#### PROBLEM REQUIREMENTS
Your task is to copy each line of the material that includes "screen".

───── DATASET EXCERPTS

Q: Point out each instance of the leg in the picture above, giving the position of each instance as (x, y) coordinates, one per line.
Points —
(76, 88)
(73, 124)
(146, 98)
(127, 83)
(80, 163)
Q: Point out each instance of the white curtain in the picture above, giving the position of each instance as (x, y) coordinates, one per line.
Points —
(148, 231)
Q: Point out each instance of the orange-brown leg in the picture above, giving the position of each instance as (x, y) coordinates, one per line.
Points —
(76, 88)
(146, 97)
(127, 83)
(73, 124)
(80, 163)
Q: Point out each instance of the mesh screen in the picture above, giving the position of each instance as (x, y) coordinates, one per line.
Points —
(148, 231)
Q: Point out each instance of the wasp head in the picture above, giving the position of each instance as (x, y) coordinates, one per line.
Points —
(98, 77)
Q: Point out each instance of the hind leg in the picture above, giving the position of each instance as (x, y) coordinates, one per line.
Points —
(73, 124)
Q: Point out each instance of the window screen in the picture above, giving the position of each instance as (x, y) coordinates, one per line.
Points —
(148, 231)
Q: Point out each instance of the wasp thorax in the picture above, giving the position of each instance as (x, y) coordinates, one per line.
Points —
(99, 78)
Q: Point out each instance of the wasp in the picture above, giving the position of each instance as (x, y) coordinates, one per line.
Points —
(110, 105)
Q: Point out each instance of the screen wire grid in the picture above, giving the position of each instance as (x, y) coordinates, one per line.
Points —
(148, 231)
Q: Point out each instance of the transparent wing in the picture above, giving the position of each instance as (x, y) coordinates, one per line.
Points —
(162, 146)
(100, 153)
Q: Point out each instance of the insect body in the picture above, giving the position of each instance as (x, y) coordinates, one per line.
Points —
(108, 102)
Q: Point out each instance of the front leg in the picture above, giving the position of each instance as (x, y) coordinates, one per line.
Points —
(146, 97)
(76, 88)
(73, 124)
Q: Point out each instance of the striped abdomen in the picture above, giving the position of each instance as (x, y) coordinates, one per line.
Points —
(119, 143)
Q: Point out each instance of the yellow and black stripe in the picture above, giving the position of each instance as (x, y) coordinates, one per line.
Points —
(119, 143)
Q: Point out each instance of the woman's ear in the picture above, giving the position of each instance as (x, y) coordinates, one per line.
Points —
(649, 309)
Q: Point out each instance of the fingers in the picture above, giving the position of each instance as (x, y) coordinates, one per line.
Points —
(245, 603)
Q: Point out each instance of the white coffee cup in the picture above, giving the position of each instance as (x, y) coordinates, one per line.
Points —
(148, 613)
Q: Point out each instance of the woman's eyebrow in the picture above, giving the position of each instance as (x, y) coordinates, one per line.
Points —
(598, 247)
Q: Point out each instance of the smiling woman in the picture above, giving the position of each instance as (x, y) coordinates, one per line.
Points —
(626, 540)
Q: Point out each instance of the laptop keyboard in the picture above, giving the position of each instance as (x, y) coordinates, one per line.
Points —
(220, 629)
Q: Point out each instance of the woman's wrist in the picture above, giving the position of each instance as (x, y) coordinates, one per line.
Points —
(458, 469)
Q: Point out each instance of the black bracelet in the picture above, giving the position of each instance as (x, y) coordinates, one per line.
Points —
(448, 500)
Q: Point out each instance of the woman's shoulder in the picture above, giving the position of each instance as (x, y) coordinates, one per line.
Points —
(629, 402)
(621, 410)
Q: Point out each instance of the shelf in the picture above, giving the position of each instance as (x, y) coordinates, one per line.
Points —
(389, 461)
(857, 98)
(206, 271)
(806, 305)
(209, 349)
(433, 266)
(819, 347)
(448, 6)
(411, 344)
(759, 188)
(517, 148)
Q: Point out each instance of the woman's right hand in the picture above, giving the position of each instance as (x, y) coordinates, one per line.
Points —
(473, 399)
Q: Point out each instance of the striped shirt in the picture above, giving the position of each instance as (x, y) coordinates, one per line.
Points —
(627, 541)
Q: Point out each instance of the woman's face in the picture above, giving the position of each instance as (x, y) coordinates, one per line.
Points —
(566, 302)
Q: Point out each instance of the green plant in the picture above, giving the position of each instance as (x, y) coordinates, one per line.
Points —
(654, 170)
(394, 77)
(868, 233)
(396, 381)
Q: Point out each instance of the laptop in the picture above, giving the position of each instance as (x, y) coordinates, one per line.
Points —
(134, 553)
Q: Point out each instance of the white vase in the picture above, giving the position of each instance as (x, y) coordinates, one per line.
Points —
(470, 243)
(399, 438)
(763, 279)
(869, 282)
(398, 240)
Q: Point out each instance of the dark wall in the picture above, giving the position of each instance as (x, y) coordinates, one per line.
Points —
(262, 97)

──────────

#### RESPONSE TO THE TASK
Q: Point out each instance of the mesh screen in the picture above, giving the position of each instance as (x, y) coordinates, one per line.
Q: Point out each instance of the window screen in the picture above, giving the position of each instance as (x, y) coordinates, one per line.
Q: Point out each instance of the screen wire grid in the picture above, giving the position of each instance as (x, y) coordinates, one per line.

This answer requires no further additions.